INSTRUCTIONS FOR THE TASK —
Within the listing below, show every line that contains the word "instance".

Top of DATA EXTRACTS

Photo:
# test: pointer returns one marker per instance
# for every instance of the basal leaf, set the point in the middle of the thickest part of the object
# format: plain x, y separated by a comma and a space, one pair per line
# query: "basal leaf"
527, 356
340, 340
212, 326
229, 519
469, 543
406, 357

Bottom of DATA EXTRACTS

YOUR SOLUTION —
# test: pointer returns one marker per instance
# for every instance of the basal leaf, set the point in the middle of the thickest part of the object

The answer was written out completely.